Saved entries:
■ ■ ■
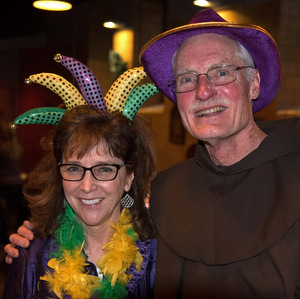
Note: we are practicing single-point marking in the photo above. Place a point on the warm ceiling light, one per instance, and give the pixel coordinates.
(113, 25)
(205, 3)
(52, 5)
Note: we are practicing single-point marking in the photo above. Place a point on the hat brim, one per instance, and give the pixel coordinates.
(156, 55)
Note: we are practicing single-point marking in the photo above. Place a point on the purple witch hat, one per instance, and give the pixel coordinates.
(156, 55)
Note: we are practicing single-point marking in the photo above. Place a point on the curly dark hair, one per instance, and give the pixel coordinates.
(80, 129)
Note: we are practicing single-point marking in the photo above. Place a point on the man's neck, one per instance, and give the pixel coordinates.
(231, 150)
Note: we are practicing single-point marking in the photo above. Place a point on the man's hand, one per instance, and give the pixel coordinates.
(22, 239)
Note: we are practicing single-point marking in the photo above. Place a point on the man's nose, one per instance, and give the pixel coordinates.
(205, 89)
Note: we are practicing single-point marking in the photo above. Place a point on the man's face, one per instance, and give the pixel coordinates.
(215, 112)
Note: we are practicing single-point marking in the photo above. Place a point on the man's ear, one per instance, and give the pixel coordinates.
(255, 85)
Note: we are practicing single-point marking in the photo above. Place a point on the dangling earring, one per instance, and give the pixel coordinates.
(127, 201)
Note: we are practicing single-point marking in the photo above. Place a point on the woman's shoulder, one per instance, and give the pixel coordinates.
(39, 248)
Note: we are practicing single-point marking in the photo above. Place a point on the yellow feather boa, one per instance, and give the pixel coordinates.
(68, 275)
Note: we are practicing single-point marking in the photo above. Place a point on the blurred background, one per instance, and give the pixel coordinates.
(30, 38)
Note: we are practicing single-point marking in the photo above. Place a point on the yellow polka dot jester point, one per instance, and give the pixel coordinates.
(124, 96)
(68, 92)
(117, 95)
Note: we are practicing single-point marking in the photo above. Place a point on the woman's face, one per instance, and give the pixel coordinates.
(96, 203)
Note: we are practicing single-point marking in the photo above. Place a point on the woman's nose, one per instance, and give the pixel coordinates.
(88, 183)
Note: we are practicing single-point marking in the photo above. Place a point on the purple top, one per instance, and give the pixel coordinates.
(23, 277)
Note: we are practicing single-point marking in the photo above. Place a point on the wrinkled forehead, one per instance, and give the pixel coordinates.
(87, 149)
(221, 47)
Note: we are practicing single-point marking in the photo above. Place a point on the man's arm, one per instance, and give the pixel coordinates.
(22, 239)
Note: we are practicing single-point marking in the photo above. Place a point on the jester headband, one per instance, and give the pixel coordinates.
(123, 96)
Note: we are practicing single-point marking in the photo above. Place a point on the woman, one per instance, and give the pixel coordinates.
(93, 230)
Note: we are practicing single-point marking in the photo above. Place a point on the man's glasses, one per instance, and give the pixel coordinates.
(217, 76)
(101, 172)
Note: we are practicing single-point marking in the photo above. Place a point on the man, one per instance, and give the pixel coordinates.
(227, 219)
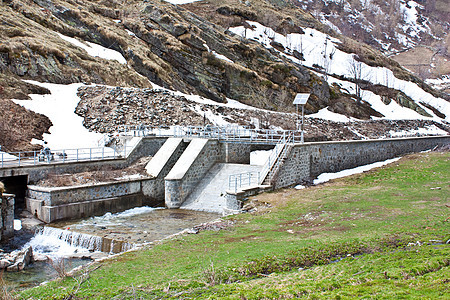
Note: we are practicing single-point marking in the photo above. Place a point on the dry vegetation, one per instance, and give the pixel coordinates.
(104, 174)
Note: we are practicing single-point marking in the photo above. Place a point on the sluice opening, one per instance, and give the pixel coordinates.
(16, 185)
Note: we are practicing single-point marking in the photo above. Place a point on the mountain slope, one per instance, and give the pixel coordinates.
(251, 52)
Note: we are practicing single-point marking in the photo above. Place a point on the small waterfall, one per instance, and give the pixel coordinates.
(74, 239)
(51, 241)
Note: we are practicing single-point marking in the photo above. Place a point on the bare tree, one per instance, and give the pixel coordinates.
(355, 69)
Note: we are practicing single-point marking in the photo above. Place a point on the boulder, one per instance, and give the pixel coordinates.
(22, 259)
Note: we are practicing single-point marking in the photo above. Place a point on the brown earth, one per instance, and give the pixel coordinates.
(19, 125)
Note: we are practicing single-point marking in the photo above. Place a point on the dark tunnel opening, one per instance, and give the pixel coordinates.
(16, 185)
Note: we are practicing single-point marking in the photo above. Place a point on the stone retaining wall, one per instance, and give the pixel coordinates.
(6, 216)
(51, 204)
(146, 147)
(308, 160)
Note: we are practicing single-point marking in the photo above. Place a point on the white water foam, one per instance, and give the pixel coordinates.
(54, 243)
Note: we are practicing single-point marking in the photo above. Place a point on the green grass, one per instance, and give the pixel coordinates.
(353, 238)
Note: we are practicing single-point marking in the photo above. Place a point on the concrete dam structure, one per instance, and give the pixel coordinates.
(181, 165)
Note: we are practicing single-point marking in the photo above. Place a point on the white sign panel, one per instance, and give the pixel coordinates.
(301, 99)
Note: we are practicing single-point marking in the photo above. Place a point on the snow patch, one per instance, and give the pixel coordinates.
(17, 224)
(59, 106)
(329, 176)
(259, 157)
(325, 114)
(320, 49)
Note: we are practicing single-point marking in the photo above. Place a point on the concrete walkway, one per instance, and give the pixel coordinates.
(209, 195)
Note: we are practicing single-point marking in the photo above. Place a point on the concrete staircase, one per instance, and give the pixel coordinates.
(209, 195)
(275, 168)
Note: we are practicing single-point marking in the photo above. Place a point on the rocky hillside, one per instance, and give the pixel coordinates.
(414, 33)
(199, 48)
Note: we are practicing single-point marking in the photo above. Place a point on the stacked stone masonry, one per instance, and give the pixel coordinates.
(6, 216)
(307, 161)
■ ■ ■
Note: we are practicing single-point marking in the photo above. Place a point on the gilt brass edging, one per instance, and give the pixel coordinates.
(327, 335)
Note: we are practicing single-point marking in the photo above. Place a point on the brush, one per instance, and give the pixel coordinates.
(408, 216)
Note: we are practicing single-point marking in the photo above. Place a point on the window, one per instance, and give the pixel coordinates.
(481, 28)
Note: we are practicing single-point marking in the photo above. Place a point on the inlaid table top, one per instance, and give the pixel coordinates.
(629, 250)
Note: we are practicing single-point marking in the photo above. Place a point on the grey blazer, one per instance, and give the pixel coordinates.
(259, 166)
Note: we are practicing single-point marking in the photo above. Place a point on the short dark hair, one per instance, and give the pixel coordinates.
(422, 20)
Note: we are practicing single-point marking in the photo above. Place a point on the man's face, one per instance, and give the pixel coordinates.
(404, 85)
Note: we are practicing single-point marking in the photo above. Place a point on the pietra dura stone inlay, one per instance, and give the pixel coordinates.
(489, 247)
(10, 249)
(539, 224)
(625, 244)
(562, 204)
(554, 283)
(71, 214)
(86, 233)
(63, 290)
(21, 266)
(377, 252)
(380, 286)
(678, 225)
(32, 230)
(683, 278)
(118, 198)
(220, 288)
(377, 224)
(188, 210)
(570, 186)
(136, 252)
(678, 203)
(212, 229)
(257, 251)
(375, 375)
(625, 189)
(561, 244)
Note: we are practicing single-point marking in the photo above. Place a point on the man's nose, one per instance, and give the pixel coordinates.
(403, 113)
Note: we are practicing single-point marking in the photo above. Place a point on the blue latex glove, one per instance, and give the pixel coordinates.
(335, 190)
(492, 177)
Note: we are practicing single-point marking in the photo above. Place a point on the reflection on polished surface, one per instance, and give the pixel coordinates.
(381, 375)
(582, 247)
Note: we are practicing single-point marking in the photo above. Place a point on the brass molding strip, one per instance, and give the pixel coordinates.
■ ■ ■
What the task requires: Find the line with "on the pietra" in the entries above. Retype it and each line after it, exactly, through the line with "on the brass", and stop there.

Response:
Note: we are practicing single-point marking in the photo above. Place a point on the pietra dura stone inlay, one per instance, and give the pixel coordinates.
(489, 247)
(10, 249)
(539, 224)
(625, 244)
(562, 204)
(554, 283)
(71, 214)
(86, 233)
(63, 290)
(21, 266)
(377, 252)
(380, 286)
(678, 225)
(32, 230)
(683, 278)
(118, 198)
(220, 288)
(377, 224)
(188, 210)
(570, 186)
(136, 252)
(678, 203)
(212, 229)
(257, 251)
(375, 375)
(625, 189)
(561, 244)
Note: we are practicing single-point marking in the photo above. Place a point on the man's nose, one per instance, and give the pixel coordinates.
(403, 113)
Note: we are practicing single-point marking in the photo above. Place a point on the blue latex glove, one per instance, and give the pixel coordinates.
(335, 190)
(492, 177)
Note: we are practicing single-point marking in the photo above. Place a point on the reflection on polished surface, one per instance, and give the pixel coordinates.
(381, 375)
(582, 247)
Note: we are practicing single-point marking in the photo above. Place a point on the brass molding strip, one per instance, and give the pixel coordinates.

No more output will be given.